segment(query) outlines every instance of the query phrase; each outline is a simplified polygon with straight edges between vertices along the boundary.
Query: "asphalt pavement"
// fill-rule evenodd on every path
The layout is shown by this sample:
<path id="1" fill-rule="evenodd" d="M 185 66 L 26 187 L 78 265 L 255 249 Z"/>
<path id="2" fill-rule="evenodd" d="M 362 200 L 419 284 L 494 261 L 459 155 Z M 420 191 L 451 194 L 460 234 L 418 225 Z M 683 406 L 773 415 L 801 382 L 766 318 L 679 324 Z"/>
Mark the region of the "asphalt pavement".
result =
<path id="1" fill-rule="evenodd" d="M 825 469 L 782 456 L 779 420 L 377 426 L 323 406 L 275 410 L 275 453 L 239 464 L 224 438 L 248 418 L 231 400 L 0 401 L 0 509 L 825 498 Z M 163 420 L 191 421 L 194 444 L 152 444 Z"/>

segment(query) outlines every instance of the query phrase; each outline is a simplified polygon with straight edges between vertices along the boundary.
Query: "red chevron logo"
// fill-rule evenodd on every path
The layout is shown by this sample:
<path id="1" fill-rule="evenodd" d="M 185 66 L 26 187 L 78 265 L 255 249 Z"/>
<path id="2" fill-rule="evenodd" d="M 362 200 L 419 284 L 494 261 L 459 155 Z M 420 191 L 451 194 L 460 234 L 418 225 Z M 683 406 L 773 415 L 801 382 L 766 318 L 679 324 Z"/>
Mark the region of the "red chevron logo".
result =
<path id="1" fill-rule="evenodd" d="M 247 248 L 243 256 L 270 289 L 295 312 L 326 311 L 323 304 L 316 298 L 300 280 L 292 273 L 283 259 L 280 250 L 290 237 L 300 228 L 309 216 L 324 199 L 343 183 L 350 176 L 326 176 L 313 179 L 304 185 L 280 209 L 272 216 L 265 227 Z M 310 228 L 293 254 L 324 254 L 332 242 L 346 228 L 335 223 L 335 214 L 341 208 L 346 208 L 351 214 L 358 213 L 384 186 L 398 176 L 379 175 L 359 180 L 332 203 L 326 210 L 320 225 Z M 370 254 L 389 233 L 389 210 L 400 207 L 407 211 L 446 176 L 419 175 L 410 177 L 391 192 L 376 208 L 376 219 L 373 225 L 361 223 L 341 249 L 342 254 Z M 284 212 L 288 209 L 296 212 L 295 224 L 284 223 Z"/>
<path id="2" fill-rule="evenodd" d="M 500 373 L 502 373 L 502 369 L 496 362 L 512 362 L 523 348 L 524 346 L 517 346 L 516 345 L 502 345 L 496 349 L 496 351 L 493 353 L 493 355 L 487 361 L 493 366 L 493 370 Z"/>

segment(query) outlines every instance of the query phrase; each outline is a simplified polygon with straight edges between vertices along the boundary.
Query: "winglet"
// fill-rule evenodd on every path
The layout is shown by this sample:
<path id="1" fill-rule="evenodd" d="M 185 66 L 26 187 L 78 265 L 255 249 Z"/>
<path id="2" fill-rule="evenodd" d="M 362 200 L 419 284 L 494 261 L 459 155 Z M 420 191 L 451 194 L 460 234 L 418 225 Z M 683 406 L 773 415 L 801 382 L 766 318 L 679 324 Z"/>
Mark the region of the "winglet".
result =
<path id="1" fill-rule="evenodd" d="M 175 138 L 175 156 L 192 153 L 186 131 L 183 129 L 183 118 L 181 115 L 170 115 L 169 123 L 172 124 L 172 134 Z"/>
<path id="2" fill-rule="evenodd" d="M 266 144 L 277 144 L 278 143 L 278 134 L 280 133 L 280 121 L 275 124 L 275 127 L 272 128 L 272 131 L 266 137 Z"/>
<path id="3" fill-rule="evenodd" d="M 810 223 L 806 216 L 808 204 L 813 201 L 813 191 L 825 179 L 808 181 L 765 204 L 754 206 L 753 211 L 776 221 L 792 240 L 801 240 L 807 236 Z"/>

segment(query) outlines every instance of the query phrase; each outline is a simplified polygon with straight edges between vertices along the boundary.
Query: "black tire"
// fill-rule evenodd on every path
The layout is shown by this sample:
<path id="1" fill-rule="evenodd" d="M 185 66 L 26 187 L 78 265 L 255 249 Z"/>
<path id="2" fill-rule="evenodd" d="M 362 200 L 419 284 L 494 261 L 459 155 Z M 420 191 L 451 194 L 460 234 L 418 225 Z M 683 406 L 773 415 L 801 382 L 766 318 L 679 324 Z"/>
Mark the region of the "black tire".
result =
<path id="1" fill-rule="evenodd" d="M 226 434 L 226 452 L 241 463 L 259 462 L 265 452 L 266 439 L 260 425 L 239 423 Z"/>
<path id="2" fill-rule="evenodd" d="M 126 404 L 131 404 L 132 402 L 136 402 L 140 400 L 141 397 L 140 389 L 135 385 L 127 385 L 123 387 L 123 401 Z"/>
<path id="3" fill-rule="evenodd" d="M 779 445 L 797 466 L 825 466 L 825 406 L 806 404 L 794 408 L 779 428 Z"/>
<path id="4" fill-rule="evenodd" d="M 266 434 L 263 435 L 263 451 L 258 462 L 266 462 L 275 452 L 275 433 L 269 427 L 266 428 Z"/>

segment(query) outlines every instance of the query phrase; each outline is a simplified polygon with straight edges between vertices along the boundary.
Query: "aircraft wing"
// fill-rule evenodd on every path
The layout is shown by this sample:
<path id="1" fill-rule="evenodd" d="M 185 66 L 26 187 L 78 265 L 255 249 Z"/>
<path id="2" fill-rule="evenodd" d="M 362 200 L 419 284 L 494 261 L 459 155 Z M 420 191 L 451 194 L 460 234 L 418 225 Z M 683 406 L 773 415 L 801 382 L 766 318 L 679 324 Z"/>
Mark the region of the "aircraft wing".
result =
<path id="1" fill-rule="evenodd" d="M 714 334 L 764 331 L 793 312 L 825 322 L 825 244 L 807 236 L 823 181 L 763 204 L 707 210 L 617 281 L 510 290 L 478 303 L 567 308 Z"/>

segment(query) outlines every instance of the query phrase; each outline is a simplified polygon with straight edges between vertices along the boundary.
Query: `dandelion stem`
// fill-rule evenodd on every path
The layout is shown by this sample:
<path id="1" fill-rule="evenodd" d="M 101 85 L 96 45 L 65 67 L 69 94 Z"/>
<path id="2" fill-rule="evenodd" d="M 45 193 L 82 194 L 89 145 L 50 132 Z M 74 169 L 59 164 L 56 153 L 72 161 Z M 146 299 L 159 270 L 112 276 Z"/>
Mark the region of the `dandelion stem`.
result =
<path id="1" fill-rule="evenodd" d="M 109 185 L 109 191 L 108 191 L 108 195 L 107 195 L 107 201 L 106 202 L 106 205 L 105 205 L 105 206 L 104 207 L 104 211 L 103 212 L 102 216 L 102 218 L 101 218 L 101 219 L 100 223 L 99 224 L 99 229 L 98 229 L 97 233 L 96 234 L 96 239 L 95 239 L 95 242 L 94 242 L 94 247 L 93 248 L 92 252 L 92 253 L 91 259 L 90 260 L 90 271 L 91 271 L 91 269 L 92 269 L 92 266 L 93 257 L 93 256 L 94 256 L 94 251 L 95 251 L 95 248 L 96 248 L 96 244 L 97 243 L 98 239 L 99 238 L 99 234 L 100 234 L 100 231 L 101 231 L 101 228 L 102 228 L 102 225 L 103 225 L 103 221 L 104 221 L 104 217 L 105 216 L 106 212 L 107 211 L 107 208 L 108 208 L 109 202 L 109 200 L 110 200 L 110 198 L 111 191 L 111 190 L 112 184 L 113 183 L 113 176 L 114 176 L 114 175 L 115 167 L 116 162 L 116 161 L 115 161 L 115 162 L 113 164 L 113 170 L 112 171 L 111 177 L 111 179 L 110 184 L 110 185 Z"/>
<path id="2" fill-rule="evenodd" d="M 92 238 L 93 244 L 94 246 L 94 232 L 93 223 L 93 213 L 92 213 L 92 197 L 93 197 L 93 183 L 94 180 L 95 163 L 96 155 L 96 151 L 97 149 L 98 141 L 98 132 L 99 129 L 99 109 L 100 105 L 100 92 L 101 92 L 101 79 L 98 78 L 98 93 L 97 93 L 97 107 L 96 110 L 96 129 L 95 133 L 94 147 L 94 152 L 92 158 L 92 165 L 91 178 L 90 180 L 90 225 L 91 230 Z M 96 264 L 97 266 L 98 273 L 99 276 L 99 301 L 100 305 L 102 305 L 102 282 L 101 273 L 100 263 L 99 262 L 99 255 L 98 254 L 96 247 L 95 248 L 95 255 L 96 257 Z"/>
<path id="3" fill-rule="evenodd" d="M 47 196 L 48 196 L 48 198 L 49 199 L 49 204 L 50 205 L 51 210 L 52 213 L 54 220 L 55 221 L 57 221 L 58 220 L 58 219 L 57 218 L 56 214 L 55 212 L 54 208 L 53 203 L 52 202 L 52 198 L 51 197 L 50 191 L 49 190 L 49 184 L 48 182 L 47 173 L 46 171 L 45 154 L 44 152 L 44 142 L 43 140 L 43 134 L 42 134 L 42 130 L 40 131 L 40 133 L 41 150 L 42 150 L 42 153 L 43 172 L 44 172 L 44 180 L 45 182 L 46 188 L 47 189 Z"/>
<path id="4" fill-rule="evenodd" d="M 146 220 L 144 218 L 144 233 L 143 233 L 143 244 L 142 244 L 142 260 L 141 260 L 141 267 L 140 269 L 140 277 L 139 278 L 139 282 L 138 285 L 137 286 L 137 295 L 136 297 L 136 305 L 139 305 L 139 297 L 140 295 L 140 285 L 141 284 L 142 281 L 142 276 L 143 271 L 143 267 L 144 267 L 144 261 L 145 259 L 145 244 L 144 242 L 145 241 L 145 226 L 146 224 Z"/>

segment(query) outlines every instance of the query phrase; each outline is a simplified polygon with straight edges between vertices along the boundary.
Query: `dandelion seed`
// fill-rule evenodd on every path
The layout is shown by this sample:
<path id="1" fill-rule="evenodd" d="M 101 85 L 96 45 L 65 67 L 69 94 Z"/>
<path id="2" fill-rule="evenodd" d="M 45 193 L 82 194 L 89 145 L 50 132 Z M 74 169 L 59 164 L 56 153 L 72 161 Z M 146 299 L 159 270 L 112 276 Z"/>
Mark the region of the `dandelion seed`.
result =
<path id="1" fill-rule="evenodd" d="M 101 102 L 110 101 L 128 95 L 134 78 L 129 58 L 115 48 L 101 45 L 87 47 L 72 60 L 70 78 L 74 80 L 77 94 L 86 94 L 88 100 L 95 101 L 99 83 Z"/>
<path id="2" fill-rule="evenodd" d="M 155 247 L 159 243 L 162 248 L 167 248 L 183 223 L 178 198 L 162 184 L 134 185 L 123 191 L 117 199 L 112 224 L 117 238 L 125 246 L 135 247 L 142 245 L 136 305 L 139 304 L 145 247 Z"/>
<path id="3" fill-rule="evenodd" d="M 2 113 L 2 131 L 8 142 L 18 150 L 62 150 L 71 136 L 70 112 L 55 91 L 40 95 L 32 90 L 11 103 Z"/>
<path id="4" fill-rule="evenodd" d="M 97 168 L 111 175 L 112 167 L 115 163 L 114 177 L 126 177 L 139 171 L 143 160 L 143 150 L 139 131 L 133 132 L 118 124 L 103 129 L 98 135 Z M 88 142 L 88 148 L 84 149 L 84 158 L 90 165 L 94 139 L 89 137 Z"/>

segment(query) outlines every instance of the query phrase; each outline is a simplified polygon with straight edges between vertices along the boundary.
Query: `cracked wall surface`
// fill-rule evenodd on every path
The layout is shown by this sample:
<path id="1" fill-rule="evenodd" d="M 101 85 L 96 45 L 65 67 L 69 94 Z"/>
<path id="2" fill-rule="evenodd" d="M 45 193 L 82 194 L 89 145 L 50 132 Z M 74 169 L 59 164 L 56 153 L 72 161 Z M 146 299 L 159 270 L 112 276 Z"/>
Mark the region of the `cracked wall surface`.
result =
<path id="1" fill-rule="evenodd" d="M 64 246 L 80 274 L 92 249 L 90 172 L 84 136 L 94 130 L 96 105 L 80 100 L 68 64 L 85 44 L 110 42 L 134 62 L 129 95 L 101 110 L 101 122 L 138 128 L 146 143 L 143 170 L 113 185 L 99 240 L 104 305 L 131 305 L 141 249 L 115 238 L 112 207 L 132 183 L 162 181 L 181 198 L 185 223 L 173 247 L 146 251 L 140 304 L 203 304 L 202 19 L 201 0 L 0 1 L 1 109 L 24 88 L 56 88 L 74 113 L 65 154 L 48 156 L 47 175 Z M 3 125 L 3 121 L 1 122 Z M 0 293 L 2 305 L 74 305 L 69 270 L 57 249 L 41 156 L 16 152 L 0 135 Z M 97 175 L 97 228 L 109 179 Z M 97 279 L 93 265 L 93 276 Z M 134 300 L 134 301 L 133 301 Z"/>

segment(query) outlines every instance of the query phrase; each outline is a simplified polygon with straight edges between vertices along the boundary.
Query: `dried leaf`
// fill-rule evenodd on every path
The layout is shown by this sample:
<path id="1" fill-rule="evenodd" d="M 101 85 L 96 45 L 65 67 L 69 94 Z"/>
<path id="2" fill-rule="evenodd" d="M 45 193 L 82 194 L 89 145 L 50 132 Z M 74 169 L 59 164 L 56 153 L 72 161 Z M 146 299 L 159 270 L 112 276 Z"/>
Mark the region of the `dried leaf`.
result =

• **Instructions for the task**:
Report how many lines in the listing above contain the string "seed". Give the number alone.

• **Solved exercise**:
2